** begin Passage **

Kitchen Yarns Read online
Page 7
I had forgotten about Sausage on Wheels because, I admit, their business venture had embarrassed me. I was twenty-two that year and trying on a new self, a more worldly and sophisticated one. I drank Chablis and wore Gloria Vanderbilt jeans. I dated young lawyers who drove Porsches and took me to dinner at expensive restaurants. I lived on the sixth floor of a soaring high-rise on the waterfront in Boston, just one T stop from Logan airport, where I was based as a TWA flight attendant. How could two parents who drove a truck to a flea market every Sunday to sell sandwiches ever fit into the world I was so carefully trying to create?
But one summer many years later in Portland, Oregon, I followed a map carefully marked by the hotel concierge to a parking lot where people sold food out of their trucks. I stood, surrounded by trucks selling Wiener schnitzel sandwiches and sushi and Thai noodles and Mongolian beef and sliders and tacos. Truck food was hot. It was hip. The trend was spreading east. On that sunny day in that parking lot, I remembered Sausage on Wheels and the energetic hope and pride with which my parents ran it.
Sausage on Wheels made money. Not enough for them to quit their real jobs working for the IRS, but enough for them to take trips to Las Vegas, to give both my brother and me down payments for houses. “Even if it didn’t make a dime,” my father told me, “I would still do it. I love it that much.” I smiled tightly while he dreamed of expanding. “Couldn’t you see a Sausage on Wheels downtown?” he said, his eyes gleaming. “All those people on their lunch breaks?” I could imagine it, and the idea made me shudder. What if someone recognized them?

** end Passage **
** begin Information shown **

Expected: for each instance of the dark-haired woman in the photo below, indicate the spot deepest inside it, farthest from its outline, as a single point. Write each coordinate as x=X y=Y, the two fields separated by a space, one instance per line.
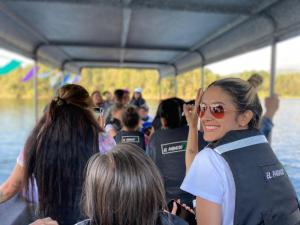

** end Information shown **

### Problem 1
Could you write down, word for word, the stretch of the Sausage on Wheels passage from "Kitchen Yarns Read" through "trying to create?"?
### Problem 2
Carry the Sausage on Wheels passage forward, picking up right after its final sentence.

### Expected output 1
Kitchen Yarns Read online
Page 7
I had forgotten about Sausage on Wheels because, I admit, their business venture had embarrassed me. I was twenty-two that year and trying on a new self, a more worldly and sophisticated one. I drank Chablis and wore Gloria Vanderbilt jeans. I dated young lawyers who drove Porsches and took me to dinner at expensive restaurants. I lived on the sixth floor of a soaring high-rise on the waterfront in Boston, just one T stop from Logan airport, where I was based as a TWA flight attendant. How could two parents who drove a truck to a flea market every Sunday to sell sandwiches ever fit into the world I was so carefully trying to create?

### Expected output 2
My parents never did expand. Instead, life got in the way. In June 1982, my brother, Skip, died suddenly. A few days later, we sat, stunned, on the back porch of our house. Sausage on Wheels was parked in the driveway. My father got up and went into the house, returning with the restaurant-sized bowl he used for mixing the meatballs. My mother joined him as he went back to the kitchen. Together, crying, they sliced peppers and onions and rolled hundreds of meatballs. The next day, they drove the truck to the flea market to sell the food they’d made.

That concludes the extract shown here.